● **Task brief**
Rewrite the records below, swapping "boulder" for "stone" and keeping everything else the same. Omit the pictures from your answer.
+ + + +
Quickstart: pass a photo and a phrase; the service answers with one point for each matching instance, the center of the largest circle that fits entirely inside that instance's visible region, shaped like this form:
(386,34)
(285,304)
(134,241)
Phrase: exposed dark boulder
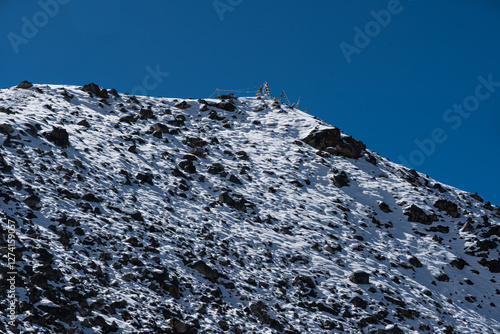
+ + + +
● **Expected answer**
Quickstart: pass a photo and a phrase; the service answers with one point for each matching instance, the center of the largest circle that fits entirely inside that instance's visible region, shaped like this form:
(386,34)
(285,304)
(134,241)
Phrase: exposed dark stone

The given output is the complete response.